- What the task asks:
The entries below are to be repeated exactly as they stand.

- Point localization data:
------------

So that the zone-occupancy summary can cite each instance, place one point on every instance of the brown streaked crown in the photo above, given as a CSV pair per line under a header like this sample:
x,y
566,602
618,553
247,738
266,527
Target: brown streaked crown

------------

- Exercise response:
So that the zone-occupancy summary can cite each instance, place one point on every instance of the brown streaked crown in the photo above, given as a CSV pair per line under a header like this sample:
x,y
566,602
618,553
247,738
266,527
Target: brown streaked crown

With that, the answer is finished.